↓↓↓

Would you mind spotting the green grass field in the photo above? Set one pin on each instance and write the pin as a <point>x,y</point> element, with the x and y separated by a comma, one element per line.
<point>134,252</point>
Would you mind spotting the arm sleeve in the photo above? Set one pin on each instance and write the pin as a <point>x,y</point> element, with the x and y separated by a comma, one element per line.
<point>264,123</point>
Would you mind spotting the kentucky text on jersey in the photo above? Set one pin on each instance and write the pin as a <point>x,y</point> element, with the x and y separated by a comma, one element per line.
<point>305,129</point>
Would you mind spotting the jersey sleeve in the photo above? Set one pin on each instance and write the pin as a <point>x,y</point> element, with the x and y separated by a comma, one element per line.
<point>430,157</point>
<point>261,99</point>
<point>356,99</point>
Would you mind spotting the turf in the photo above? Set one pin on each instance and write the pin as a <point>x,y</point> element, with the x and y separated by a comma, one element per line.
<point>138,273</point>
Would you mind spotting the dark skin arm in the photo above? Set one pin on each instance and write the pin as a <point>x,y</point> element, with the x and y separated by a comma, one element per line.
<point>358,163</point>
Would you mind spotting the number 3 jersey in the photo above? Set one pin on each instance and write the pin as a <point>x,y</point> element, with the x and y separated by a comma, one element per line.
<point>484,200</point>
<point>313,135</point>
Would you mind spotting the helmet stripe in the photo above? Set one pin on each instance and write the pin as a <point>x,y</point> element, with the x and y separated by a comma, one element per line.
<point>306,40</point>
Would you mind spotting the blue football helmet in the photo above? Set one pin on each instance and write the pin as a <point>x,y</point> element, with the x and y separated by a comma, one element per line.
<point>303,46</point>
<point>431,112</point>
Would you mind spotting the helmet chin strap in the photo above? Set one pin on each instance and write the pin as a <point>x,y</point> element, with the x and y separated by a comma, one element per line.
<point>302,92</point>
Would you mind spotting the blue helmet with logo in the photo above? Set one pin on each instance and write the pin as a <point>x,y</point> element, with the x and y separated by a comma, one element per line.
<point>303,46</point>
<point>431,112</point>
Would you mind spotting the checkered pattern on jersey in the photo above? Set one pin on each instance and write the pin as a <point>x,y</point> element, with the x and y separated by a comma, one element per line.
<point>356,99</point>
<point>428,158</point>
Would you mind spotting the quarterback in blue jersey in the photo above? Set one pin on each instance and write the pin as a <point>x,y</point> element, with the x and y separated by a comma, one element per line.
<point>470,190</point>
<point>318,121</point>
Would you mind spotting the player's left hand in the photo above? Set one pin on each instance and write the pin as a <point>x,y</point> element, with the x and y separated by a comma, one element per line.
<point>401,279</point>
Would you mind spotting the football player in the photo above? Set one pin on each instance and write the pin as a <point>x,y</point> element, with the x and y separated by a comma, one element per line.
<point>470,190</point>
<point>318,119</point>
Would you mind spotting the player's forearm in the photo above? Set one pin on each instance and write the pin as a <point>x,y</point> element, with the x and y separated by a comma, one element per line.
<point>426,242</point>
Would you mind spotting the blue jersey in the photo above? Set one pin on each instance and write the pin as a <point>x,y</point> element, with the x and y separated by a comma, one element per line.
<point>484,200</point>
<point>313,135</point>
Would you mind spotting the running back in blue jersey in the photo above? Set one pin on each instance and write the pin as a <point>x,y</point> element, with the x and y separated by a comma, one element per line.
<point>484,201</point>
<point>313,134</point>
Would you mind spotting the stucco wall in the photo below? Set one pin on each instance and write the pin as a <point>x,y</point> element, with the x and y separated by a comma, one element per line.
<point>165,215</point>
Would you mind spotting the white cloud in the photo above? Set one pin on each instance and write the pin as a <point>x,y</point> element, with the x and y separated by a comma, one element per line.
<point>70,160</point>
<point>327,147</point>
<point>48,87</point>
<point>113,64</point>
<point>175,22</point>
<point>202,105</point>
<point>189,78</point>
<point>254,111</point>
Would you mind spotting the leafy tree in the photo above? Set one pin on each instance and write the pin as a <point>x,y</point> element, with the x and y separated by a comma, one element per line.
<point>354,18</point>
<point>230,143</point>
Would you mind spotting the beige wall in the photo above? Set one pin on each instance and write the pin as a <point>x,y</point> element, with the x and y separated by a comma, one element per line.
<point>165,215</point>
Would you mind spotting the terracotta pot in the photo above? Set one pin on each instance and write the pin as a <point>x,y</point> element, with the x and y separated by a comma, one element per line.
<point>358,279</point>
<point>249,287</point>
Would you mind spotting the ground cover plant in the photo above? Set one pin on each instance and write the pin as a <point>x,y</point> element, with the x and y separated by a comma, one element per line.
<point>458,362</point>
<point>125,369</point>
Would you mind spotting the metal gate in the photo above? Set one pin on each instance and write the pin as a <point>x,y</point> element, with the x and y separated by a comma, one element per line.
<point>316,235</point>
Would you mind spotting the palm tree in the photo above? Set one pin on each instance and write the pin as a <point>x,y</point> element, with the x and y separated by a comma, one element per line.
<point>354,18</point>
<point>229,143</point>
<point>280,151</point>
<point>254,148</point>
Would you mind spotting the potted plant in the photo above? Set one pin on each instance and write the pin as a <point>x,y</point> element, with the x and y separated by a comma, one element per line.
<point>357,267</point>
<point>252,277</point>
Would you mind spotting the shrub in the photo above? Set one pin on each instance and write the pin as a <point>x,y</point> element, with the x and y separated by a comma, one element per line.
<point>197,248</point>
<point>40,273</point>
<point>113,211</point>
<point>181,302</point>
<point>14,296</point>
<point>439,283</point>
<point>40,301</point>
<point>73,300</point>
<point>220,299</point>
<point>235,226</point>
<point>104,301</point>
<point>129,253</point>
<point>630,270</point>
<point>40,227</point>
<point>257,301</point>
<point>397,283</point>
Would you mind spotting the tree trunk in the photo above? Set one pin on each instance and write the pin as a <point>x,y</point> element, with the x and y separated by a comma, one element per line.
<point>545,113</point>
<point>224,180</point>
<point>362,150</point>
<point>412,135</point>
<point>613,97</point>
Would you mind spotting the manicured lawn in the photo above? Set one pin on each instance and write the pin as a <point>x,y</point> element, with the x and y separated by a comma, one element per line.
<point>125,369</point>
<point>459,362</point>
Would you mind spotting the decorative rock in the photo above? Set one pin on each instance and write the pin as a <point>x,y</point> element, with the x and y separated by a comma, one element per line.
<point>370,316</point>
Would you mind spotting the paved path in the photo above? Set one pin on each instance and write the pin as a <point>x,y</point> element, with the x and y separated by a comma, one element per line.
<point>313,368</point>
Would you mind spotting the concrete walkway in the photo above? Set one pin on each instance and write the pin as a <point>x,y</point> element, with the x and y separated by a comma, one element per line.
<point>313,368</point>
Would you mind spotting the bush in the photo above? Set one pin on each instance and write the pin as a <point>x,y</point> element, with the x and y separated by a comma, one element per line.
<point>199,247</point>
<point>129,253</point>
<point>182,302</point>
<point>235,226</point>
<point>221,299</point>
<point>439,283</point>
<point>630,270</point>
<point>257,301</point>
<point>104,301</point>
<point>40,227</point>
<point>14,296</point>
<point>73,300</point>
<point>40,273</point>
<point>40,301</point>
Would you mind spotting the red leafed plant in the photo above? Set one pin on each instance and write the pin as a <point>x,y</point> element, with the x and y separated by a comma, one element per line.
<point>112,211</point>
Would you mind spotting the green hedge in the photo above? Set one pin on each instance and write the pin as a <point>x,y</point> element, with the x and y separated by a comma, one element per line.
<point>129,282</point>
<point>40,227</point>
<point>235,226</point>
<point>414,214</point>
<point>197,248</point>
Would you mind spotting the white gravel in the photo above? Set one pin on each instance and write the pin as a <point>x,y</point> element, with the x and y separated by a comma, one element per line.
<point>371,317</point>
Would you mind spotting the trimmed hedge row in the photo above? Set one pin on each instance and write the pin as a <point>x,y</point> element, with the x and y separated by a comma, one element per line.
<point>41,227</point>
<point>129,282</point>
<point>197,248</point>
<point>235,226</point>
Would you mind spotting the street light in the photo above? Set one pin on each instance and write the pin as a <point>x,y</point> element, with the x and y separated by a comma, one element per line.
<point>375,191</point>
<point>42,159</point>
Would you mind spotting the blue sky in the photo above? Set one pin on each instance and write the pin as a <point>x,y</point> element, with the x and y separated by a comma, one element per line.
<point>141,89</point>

↑↑↑

Given task:
Put the data above, from the line with "Would you mind spotting the terracotta" through the line with "<point>249,287</point>", into a Markdown table with two columns, Row and Data line. Number each row and skip any blank lines.

Complete answer:
| Row | Data line |
|---|---|
| 1 | Would you mind spotting the terracotta pot in the photo above? Set one pin on each instance and write the pin as a <point>x,y</point> element, with the x and y separated by a comma, one element per line. |
| 2 | <point>358,279</point> |
| 3 | <point>249,287</point> |